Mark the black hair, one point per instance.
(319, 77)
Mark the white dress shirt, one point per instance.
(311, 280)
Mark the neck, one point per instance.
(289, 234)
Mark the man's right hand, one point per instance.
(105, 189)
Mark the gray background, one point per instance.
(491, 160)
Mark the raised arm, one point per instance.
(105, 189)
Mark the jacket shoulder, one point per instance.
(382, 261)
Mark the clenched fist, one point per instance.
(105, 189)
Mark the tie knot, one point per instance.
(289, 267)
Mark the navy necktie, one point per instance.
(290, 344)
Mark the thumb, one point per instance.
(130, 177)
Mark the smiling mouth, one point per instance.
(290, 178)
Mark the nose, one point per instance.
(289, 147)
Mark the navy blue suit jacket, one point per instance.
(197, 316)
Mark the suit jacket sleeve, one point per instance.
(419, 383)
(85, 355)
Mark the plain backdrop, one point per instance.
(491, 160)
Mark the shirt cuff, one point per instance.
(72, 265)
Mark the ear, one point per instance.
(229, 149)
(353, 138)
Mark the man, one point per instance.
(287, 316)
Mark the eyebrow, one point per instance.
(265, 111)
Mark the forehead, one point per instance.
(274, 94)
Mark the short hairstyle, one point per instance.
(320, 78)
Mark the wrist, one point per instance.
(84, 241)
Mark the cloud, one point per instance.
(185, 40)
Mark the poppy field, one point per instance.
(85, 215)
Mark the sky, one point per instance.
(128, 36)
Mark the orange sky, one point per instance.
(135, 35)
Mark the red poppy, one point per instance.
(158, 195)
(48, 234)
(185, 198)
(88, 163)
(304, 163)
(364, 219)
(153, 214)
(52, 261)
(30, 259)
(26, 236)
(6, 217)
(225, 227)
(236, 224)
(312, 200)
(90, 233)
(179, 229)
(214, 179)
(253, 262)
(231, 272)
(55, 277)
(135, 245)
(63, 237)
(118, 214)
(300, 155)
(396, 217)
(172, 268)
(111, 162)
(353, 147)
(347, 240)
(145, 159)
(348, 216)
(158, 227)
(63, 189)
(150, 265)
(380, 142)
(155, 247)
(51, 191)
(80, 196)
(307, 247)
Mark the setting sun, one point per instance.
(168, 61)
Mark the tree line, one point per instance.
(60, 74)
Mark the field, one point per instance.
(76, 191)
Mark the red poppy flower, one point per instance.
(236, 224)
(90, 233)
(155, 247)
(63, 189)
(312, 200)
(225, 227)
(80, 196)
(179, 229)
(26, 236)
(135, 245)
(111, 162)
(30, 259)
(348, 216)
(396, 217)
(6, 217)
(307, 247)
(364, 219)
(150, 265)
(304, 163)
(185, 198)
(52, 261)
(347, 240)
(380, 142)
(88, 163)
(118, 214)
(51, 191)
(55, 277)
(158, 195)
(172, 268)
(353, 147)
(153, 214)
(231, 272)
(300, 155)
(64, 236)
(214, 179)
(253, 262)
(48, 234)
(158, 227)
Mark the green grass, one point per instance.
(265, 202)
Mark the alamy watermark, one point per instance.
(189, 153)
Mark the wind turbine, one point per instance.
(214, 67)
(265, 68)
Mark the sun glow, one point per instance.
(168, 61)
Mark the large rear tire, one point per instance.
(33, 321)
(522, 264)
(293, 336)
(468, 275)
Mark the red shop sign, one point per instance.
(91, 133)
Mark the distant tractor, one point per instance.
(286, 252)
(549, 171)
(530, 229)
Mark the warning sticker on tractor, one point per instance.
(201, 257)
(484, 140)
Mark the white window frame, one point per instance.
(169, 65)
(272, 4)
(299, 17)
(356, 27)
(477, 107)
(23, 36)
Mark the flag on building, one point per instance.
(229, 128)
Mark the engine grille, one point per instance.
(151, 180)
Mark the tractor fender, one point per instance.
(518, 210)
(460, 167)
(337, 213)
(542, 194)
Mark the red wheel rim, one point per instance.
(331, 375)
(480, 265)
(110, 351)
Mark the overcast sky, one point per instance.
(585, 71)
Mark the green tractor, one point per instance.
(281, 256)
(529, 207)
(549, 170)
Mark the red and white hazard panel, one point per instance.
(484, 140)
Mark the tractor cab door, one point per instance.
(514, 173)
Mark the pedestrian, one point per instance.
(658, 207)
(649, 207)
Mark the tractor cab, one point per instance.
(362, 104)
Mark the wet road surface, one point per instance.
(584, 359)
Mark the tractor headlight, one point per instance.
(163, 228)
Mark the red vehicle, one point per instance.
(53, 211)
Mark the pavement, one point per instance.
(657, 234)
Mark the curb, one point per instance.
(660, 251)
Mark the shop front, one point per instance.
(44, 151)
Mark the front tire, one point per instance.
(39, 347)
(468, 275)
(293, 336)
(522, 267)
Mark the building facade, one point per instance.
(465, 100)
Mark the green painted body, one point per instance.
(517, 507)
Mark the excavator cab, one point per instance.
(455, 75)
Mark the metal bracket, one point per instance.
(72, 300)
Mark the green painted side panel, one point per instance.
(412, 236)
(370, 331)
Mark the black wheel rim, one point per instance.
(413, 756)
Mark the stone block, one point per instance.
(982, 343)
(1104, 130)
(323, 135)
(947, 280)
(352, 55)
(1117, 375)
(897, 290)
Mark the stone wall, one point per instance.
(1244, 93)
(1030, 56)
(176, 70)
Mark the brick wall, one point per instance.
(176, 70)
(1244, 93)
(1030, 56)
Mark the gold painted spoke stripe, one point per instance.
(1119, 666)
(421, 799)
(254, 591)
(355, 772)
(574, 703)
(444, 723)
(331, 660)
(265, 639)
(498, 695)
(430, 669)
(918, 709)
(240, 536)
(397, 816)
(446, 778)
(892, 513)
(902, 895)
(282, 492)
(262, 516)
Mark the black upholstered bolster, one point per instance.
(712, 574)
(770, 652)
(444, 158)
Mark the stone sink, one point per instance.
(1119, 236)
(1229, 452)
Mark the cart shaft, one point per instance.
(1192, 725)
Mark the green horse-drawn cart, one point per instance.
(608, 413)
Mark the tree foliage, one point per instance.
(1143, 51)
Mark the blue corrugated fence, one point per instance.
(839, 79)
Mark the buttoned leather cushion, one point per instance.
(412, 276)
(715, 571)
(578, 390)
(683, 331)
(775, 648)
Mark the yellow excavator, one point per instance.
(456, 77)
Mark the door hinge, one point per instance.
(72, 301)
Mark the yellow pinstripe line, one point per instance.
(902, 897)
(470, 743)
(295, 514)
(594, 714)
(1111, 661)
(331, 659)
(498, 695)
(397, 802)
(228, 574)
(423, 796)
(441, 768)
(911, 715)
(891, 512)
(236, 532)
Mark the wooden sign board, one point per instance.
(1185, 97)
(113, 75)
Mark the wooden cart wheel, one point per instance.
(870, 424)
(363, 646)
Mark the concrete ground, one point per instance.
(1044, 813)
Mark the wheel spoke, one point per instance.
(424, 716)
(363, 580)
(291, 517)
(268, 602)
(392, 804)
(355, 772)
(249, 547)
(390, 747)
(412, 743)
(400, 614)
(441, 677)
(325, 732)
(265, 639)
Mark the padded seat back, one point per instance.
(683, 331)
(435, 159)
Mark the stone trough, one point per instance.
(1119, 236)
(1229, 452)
+-------+
## YOUR GOAL
Output the line holding "Mark the tree foliage, one", then every later line through the end of the records above, exactly as given and nothing else.

## SOLUTION
Mark the tree foliage, one point per instance.
(1143, 51)
Mark the blue corrugated fence, one point per instance.
(839, 79)
Mark the buttoned leather cushion, one point per instance.
(412, 276)
(715, 571)
(578, 390)
(683, 331)
(775, 648)
Mark the yellow excavator, one point per instance.
(456, 77)
Mark the door hinge, one point per instance.
(72, 301)
Mark the yellow pinstripe line, one point per instance.
(902, 897)
(470, 743)
(295, 514)
(594, 714)
(1111, 661)
(331, 659)
(498, 695)
(397, 802)
(228, 574)
(423, 796)
(441, 768)
(911, 715)
(891, 512)
(236, 532)
Mark the wooden sign board, one point per instance.
(1185, 97)
(113, 75)
Mark the wooden cart wheel, one point per instance.
(870, 424)
(363, 646)
Mark the concrete ground, one point per instance.
(1044, 813)
Mark the wheel spoke, one point per instance.
(424, 716)
(363, 580)
(291, 517)
(268, 602)
(392, 804)
(355, 772)
(249, 547)
(390, 747)
(412, 743)
(400, 614)
(441, 677)
(325, 732)
(265, 639)
Mark the padded seat back, one point per instance.
(683, 331)
(435, 159)
Mark the stone trough, one point per instance.
(1119, 236)
(1229, 452)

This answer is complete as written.